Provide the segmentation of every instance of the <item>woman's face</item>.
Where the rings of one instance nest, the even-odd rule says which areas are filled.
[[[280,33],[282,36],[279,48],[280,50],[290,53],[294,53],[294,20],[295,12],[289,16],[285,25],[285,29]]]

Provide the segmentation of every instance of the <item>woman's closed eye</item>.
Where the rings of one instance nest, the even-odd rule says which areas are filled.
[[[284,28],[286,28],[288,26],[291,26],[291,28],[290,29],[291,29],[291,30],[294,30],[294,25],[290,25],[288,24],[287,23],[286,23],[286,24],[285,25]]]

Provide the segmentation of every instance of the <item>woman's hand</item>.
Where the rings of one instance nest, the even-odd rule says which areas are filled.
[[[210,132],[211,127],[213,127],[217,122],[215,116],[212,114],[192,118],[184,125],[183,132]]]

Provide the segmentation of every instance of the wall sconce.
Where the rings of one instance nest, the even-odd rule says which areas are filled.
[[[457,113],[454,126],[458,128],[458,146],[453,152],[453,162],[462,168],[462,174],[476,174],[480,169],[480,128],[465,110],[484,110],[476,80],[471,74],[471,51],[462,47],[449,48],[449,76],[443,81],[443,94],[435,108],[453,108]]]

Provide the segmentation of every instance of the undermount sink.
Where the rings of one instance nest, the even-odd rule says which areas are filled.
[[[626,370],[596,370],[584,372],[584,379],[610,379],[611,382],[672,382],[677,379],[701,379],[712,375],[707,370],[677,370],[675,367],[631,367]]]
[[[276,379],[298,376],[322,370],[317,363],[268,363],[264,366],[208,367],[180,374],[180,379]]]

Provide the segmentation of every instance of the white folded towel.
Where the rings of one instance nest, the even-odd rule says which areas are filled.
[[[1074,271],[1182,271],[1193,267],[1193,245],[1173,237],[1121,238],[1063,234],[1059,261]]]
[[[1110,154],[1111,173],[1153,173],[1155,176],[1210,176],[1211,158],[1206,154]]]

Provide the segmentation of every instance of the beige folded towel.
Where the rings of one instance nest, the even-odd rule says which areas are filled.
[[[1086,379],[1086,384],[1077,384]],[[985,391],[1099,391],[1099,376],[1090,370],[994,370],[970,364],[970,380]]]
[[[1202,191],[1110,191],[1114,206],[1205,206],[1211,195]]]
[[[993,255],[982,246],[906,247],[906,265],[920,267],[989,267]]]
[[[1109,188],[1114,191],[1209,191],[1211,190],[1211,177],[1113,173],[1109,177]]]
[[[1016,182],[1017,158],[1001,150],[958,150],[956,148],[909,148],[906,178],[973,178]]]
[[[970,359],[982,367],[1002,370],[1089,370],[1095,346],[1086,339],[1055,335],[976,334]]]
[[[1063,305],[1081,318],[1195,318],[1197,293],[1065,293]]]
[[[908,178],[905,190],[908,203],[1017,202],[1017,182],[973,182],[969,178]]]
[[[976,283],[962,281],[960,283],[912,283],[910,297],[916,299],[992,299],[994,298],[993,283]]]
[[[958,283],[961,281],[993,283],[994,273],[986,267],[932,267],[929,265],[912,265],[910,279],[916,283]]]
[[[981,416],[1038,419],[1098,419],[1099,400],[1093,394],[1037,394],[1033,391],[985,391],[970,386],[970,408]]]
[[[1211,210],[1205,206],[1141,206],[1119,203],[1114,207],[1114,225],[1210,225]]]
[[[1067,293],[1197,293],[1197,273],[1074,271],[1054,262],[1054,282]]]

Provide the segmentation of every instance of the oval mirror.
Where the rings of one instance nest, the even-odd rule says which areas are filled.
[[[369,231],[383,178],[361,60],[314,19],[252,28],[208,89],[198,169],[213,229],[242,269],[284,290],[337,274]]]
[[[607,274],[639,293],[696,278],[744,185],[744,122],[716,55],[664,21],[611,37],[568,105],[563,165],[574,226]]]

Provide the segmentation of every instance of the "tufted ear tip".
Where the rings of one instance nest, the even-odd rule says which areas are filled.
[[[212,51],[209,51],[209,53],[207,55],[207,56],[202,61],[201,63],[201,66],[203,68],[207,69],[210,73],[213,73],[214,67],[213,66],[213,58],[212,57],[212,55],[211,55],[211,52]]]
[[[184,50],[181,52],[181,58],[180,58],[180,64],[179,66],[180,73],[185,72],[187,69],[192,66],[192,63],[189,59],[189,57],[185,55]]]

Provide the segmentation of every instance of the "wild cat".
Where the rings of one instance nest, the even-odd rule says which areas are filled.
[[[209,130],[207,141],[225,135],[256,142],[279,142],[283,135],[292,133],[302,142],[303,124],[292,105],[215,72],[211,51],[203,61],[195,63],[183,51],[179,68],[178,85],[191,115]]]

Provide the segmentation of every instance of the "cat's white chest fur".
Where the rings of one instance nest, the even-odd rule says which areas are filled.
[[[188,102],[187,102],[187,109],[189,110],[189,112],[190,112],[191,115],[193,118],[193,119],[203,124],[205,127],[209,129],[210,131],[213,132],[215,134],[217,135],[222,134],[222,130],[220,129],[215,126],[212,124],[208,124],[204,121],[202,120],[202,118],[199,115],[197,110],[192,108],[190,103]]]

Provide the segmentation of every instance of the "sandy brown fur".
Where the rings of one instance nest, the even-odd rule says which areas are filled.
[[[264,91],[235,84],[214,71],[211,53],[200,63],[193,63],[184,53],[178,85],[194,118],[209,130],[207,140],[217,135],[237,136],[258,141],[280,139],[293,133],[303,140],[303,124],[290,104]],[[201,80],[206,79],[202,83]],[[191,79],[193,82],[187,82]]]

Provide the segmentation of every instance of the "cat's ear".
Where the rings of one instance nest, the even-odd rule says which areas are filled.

..........

(PROMPT): Give the material above again, word for word.

(RESPONSE TO THE TASK):
Provide the segmentation of every instance of the <item>woman's face</item>.
Where the rings of one instance nest, the even-odd rule says which areas are filled.
[[[280,33],[282,36],[279,48],[280,50],[290,53],[294,53],[294,20],[295,12],[289,16],[285,25],[285,29]]]

Provide the segmentation of every instance of the <item>woman's closed eye</item>.
Where the rings of one instance nest, the even-odd rule says which areas are filled.
[[[284,28],[286,28],[288,26],[291,26],[291,28],[290,29],[291,29],[291,30],[294,30],[294,25],[290,25],[288,24],[287,23],[286,23],[286,24],[285,25]]]

Provide the segmentation of every instance of the <item>woman's hand</item>.
Where the rings of one instance nest, the even-odd rule says which areas are filled.
[[[210,132],[211,127],[213,127],[217,122],[215,116],[212,114],[192,118],[184,125],[183,132]]]

Provide the segmentation of every instance of the wall sconce.
Where the rings of one instance nest, the even-odd rule says which areas are filled.
[[[457,113],[454,126],[458,128],[458,146],[453,152],[453,162],[462,168],[462,174],[476,174],[480,169],[480,128],[465,110],[484,110],[476,80],[471,74],[471,51],[462,47],[449,48],[449,76],[443,81],[443,94],[435,108],[453,108]]]

Provide the segmentation of every instance of the undermount sink.
Where the rings of one instance nest, the even-odd rule says which areas are filled.
[[[626,370],[596,370],[584,372],[584,379],[610,379],[611,382],[672,382],[677,379],[701,379],[712,375],[707,370],[677,370],[675,367],[631,367]]]
[[[276,379],[298,376],[322,370],[317,363],[268,363],[264,366],[208,367],[180,374],[180,379]]]

Provide the segmentation of every instance of the white folded towel.
Where the rings of one instance nest, the even-odd rule says which areas are filled.
[[[1074,271],[1182,271],[1193,267],[1193,245],[1173,237],[1121,238],[1063,234],[1059,261]]]
[[[1110,154],[1111,173],[1153,173],[1155,176],[1210,176],[1211,158],[1206,154]]]

Provide the segmentation of every instance of the beige folded towel.
Where the rings of one instance nest, the even-odd rule says which areas are filled.
[[[1086,379],[1086,384],[1077,384]],[[985,391],[1099,391],[1099,376],[1090,370],[994,370],[970,364],[970,380]]]
[[[1202,191],[1110,191],[1114,206],[1205,206],[1211,195]]]
[[[993,255],[982,246],[906,247],[906,265],[920,267],[989,267]]]
[[[1109,188],[1114,191],[1209,191],[1211,190],[1211,177],[1113,173],[1109,177]]]
[[[1016,182],[1017,158],[1001,150],[958,150],[956,148],[909,148],[906,178],[973,178]]]
[[[970,359],[982,367],[1002,370],[1089,370],[1095,346],[1086,339],[1055,335],[976,334]]]
[[[1063,305],[1081,318],[1195,318],[1197,293],[1065,293]]]
[[[908,178],[905,190],[908,203],[1017,202],[1017,182],[973,182],[969,178]]]
[[[976,283],[962,281],[960,283],[912,283],[910,297],[916,299],[992,299],[994,298],[993,283]]]
[[[958,283],[961,281],[993,283],[994,273],[986,267],[932,267],[929,265],[912,265],[910,279],[916,283]]]
[[[981,416],[1038,419],[1098,419],[1099,400],[1093,394],[1037,394],[1033,391],[985,391],[970,386],[970,408]]]
[[[1211,210],[1205,206],[1141,206],[1119,203],[1114,207],[1114,225],[1210,225]]]
[[[1067,293],[1197,293],[1197,273],[1074,271],[1054,262],[1054,282]]]

Provide the segmentation of every instance of the oval mirror.
Where the rings of one instance nest, the even-odd rule says which areas are filled.
[[[369,231],[383,178],[361,60],[314,19],[252,28],[208,89],[198,169],[213,229],[242,269],[284,290],[337,274]]]
[[[607,274],[639,293],[696,278],[744,185],[744,122],[716,55],[664,21],[611,37],[568,105],[563,165],[574,226]]]

Provide the segmentation of every instance of the "tufted ear tip".
Where the rings of one instance nest, the even-odd rule says which areas are filled.
[[[212,51],[209,51],[209,53],[207,55],[207,56],[202,61],[201,63],[201,66],[203,68],[207,69],[210,73],[213,73],[214,67],[213,66],[213,58],[212,57],[212,55],[211,55],[211,52]]]
[[[184,50],[181,52],[181,58],[180,58],[180,64],[179,66],[180,73],[185,72],[187,69],[192,66],[192,63],[189,59],[189,57],[185,55]]]

Provide the segmentation of every instance of the "wild cat".
Where the rings of one instance nest, the even-odd rule says which areas are filled.
[[[209,130],[207,141],[225,135],[256,142],[279,142],[283,135],[292,133],[302,142],[303,124],[292,105],[215,72],[211,51],[203,61],[195,63],[183,51],[179,68],[178,85],[191,115]]]

Provide the segmentation of every instance of the "cat's white chest fur".
Where the rings of one instance nest, the even-odd rule says which areas are filled.
[[[188,102],[187,102],[187,109],[189,110],[189,112],[190,112],[191,115],[193,118],[193,119],[203,124],[205,127],[209,129],[210,131],[213,132],[215,134],[217,135],[222,134],[222,130],[220,129],[215,126],[212,124],[208,124],[204,121],[202,120],[202,118],[199,115],[197,110],[192,108],[190,103]]]

Provide the segmentation of every instance of the "sandy brown fur".
Where the rings of one instance nest, the even-odd rule says which areas are filled.
[[[264,91],[235,84],[214,71],[211,53],[200,63],[193,63],[184,53],[178,85],[194,118],[209,130],[207,140],[217,135],[237,136],[258,141],[280,139],[293,133],[303,140],[303,124],[290,104]],[[201,80],[206,79],[202,83]],[[191,79],[193,82],[187,82]]]

Provide the segmentation of every instance of the "cat's ear".
Where the rings of one instance nest, the even-odd rule says which areas are filled.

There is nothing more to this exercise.